**Article**

But Texas has a lot more practice. So there have been fewer botches in Texas because, I think, the teams in the corrections department are relatively in practice. In carrying out 400 or 500 hundred executions, they've just done it a lot more.
Q: People always seem to express frustration over the length of the delays - sometimes it's 20 years. Is Texas an outlier in this, or is this a pretty normal time frame here?
A: The average as of 2015 is about 20 years delay from crime to execution, so that's pretty shocking. There are three shockers. One is the extreme delay - that's 20 years in solitary confinement. So it's 20 years of harsh punishment followed by execution. The other shocker is that we only carry out 13 percent of the death sentences. It's just astounding. And the third shocker is that even when the governor signs a death warrant it's not usually carried out.
On average, those things are canceled.
Q: How are the questions and discussions around the use of the death penalty changing?

**Task list**
- a) According to the interview about the death penalty, what share of death sentences are carried out?
- b) Render this sentence from the death penalty interview in Spanish: "So it's 20 years of harsh punishment followed by execution."
- c) Decide whether each statement agrees with the death penalty interview. Answer yes or no for each, quoting the words of the interview that settle it.
(i) As of 2015, the average delay from crime to execution was about 20 years.
(ii) Texas has had more botched executions because of its practice.
(iii) A death warrant signed by the governor is usually carried out.

**Data supplied**
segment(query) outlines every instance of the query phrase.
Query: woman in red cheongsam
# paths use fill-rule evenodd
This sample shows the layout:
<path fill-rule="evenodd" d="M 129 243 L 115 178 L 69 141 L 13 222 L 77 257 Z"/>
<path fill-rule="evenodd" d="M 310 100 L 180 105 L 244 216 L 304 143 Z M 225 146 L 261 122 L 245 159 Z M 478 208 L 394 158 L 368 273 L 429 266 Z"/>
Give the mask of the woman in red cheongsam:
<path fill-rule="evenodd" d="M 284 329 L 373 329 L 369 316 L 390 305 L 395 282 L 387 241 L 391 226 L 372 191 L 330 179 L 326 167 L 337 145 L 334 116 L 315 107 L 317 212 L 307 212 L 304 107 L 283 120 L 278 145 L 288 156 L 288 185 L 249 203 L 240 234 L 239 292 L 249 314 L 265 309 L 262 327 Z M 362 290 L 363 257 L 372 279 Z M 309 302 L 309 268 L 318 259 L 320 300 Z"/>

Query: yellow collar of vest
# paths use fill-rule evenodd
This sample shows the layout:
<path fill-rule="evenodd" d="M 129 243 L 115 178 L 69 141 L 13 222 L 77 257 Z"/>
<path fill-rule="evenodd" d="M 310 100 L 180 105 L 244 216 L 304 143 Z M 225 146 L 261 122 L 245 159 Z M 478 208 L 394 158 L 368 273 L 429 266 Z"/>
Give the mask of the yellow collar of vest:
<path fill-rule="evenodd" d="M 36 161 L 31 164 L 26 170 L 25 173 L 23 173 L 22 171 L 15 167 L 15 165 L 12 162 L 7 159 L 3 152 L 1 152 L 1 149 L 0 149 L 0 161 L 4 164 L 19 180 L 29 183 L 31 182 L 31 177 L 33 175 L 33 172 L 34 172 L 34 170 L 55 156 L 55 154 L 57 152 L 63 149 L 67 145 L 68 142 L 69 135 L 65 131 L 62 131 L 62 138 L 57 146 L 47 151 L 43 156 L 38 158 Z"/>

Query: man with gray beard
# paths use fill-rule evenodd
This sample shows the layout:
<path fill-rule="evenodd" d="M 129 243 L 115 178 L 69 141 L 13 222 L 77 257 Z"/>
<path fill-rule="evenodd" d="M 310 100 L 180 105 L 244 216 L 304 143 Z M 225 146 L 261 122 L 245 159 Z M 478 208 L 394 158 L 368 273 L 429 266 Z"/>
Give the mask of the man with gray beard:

**Answers per task**
- a) Only 13 percent of death sentences are carried out.

- b) Así que son 20 años de castigo severo seguidos de la ejecución.

- c)
(i) Yes: "The average as of 2015 is about 20 years delay from crime to execution"
(ii) No: "So there have been fewer botches in Texas"
(iii) No: "even when the governor signs a death warrant it's not usually carried out"